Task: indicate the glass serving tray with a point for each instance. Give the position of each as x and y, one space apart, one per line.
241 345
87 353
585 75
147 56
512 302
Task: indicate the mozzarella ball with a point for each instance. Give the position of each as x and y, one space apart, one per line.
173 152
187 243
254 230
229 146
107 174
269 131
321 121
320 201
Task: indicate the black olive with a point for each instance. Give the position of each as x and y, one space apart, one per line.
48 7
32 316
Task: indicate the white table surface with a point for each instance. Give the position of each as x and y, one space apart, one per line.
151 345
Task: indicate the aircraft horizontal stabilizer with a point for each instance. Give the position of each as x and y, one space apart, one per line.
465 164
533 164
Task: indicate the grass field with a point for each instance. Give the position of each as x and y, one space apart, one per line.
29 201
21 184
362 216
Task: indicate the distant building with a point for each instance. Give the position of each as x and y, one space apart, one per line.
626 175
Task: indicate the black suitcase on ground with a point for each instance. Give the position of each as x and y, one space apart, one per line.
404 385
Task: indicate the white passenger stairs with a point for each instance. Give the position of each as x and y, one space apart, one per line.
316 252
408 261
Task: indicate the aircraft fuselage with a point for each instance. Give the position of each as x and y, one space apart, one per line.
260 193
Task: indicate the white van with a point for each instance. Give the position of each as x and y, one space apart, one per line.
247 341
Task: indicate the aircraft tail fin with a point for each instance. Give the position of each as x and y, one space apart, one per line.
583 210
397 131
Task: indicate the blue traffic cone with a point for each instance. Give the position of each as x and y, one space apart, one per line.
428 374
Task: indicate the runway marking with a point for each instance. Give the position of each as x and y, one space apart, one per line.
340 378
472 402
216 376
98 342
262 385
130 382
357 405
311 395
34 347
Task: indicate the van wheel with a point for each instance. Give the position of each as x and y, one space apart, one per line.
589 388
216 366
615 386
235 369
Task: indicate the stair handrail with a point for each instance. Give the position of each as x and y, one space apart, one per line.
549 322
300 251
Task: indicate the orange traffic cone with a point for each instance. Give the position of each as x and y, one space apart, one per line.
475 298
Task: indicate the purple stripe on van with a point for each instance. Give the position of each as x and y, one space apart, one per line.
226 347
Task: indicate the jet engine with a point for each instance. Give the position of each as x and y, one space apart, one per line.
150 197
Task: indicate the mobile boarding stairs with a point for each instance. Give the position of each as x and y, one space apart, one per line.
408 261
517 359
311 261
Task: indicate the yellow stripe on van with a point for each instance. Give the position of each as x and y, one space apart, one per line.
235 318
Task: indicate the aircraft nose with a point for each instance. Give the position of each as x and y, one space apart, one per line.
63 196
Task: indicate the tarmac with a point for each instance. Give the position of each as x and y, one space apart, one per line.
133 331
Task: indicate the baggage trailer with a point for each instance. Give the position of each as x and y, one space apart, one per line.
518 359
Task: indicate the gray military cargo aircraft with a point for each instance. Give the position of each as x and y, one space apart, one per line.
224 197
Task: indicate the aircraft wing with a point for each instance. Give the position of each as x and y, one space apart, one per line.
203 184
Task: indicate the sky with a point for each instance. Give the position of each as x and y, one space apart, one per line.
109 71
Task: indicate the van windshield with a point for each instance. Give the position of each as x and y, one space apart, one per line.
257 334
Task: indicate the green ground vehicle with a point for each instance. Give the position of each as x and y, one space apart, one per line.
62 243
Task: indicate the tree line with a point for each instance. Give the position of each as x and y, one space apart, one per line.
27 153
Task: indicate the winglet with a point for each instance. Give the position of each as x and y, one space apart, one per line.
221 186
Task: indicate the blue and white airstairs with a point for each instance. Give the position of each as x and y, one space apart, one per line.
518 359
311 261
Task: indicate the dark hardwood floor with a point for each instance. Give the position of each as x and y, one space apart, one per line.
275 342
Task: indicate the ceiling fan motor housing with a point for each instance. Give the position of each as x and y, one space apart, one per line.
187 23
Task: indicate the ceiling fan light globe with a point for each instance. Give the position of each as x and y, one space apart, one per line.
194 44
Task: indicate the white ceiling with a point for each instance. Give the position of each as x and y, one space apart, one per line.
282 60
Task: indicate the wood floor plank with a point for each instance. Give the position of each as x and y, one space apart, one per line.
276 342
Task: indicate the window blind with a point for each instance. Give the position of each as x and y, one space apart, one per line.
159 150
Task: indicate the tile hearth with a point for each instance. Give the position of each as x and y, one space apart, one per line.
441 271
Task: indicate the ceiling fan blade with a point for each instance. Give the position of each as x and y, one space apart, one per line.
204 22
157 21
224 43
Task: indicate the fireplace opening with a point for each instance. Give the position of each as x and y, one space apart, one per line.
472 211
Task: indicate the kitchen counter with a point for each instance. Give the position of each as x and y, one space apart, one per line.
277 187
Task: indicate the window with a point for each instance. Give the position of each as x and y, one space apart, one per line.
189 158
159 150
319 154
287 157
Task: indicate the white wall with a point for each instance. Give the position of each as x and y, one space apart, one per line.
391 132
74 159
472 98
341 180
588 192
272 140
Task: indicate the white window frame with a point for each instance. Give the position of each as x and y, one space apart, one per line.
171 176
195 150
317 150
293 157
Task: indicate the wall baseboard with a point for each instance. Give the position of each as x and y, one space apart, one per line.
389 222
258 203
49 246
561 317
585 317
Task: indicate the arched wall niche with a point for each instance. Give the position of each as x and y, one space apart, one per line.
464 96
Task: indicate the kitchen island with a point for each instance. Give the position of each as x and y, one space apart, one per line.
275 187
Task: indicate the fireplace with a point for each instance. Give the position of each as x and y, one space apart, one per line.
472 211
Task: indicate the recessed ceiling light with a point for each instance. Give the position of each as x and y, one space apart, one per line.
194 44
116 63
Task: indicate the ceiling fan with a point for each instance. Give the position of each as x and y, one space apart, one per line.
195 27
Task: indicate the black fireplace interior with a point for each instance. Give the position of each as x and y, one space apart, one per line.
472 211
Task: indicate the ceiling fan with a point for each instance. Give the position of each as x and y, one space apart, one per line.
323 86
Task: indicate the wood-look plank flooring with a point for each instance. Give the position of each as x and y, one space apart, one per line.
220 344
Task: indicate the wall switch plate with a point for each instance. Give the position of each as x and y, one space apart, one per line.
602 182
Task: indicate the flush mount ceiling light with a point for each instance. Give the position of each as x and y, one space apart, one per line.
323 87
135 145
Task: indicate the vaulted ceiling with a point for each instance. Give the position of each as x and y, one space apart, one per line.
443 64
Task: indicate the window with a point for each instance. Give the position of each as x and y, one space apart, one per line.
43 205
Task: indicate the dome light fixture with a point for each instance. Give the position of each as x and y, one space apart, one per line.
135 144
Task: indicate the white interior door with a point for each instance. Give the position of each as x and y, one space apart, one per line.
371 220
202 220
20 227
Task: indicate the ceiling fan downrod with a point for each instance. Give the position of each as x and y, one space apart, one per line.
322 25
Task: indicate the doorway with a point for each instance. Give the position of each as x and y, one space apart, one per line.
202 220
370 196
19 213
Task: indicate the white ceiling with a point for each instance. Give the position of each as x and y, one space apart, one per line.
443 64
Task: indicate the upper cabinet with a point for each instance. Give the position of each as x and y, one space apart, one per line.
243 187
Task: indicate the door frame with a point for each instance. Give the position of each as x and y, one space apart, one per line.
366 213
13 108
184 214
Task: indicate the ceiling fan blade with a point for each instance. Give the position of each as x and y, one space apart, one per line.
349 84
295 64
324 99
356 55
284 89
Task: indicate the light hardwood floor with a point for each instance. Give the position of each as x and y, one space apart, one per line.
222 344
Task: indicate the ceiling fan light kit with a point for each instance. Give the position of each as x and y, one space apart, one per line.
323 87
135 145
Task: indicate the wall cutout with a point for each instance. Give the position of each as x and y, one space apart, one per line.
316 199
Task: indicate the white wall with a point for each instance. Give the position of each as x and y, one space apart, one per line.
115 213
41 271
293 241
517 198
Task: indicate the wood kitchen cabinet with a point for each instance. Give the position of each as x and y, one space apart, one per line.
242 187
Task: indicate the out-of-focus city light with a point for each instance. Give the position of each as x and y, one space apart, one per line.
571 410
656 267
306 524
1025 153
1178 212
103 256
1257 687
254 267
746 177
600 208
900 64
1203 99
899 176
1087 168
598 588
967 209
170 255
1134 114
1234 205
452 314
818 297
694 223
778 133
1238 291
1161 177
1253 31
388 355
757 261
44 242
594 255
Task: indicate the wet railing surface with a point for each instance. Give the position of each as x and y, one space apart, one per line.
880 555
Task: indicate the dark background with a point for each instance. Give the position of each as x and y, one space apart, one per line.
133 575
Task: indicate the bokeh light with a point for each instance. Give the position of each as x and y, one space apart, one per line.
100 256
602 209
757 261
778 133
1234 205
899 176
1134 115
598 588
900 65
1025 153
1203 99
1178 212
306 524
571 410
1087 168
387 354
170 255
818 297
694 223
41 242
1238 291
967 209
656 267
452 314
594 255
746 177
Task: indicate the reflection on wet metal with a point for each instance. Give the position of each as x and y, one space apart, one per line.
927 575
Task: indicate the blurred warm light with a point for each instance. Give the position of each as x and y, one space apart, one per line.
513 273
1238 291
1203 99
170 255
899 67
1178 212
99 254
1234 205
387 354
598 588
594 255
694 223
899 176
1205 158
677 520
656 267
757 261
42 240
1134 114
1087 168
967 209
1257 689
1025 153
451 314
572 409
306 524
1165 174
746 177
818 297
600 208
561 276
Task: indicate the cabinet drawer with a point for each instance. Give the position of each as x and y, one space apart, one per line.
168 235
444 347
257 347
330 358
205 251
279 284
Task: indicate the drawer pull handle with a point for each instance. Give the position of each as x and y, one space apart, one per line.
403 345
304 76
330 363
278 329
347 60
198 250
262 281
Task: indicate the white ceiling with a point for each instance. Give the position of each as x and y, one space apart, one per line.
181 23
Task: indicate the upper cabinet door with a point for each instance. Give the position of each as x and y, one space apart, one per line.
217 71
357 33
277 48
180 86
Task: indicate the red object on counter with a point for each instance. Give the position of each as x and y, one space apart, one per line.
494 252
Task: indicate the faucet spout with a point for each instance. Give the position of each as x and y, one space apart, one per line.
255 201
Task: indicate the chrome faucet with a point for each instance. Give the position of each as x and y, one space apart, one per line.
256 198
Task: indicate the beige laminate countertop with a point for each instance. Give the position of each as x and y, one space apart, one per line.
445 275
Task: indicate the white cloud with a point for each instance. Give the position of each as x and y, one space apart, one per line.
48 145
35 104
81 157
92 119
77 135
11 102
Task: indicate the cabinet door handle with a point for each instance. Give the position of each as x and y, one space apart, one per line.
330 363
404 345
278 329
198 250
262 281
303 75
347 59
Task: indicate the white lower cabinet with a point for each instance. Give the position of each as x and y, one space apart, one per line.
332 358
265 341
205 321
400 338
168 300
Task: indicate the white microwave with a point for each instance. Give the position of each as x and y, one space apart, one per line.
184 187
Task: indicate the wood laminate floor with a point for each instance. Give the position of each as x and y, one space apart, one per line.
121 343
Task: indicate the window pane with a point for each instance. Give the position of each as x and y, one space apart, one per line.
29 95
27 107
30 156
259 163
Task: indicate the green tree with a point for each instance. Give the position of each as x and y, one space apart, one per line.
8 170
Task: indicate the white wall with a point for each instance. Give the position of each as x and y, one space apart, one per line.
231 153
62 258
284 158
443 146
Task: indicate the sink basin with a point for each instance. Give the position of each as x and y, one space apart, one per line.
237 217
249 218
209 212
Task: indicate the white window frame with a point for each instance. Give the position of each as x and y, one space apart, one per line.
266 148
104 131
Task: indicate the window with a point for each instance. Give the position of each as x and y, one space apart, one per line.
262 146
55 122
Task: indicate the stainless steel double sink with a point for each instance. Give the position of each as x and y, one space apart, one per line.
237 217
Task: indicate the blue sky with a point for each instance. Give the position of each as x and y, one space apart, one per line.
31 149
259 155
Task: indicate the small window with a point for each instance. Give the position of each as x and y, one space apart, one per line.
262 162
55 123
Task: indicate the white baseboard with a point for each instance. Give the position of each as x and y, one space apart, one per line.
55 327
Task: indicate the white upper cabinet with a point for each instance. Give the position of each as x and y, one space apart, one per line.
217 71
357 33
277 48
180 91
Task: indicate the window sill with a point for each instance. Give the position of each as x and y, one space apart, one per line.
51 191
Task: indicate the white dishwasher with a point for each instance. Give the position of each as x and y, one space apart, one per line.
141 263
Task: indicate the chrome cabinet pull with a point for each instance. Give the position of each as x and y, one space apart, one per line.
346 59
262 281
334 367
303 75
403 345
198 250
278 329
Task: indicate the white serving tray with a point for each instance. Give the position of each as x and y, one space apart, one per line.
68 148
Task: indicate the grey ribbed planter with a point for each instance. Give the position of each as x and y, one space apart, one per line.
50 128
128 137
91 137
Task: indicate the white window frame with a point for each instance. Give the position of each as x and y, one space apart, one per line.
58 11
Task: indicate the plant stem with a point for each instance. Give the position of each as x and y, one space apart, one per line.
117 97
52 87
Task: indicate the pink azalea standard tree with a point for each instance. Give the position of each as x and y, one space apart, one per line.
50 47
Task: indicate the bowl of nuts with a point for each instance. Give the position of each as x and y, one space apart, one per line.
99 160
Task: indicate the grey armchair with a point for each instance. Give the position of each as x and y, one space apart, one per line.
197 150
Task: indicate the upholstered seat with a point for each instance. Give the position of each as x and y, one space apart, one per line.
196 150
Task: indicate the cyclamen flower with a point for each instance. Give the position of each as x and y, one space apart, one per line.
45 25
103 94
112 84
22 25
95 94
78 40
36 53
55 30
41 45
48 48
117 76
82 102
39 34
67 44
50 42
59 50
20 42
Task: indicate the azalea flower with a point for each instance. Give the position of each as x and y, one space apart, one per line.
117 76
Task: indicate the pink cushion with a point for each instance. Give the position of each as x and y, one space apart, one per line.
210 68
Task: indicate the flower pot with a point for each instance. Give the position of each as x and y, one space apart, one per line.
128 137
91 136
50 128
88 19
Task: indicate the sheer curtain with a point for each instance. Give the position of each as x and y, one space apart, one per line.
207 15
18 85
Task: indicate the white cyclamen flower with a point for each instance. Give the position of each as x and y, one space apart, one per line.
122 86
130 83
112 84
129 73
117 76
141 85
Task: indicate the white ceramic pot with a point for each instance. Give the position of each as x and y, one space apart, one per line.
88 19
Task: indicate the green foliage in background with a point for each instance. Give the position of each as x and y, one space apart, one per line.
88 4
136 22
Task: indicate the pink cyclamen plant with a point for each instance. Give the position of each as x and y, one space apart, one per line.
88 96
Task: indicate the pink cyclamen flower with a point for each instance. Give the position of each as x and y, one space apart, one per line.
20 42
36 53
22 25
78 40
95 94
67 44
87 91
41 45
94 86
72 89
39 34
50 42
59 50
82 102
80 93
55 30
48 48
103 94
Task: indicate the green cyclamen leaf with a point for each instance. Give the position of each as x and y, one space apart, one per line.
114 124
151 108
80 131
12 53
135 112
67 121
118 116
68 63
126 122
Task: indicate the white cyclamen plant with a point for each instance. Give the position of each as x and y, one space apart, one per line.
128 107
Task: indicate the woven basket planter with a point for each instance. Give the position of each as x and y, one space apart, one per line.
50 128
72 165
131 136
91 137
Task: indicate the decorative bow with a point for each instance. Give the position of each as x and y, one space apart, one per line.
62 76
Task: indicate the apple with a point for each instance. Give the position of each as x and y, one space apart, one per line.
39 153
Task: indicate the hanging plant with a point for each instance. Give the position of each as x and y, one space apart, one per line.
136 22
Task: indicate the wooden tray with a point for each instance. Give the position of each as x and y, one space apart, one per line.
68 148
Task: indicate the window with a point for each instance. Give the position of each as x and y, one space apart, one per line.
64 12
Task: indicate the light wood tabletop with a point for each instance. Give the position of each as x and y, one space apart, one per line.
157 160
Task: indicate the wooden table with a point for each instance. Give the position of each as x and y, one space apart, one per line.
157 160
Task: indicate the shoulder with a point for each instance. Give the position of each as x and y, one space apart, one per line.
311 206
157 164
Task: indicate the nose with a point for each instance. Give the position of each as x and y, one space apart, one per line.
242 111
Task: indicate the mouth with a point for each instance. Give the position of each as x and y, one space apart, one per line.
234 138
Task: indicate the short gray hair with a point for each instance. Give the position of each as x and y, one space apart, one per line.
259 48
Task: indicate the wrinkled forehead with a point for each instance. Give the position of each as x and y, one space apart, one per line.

· · · ·

__Exercise brief__.
Set down exactly what runs from the line with "Task: indicate the light wood" to the last line of the data above, including both of those lines and no others.

__Complete output__.
Task: indicate the light wood tabletop with a point for each instance. Give the position of each as x and y, one space apart, one per line.
157 160
Task: indicate the wooden table with a point for each instance. Give the position of each as x and y, one space apart, one per line.
157 160
Task: indicate the shoulder with a point for each instance. Give the position of each as x and y, one space apart, one per line.
311 206
157 164
Task: indicate the nose with a point for each instance. Give the position of each as x and y, one space apart, one per line.
242 111
Task: indicate the mouth with a point for each instance. Give the position of each as x and y, one space apart, one per line.
234 138
Task: indicate the short gray hair with a point for each instance. Give the position of each as x and y, one space apart, one per line.
259 48
Task: indicate the wrinkled forehead with a point for each instance. Give the position of each as x and y, one space apart, one per line.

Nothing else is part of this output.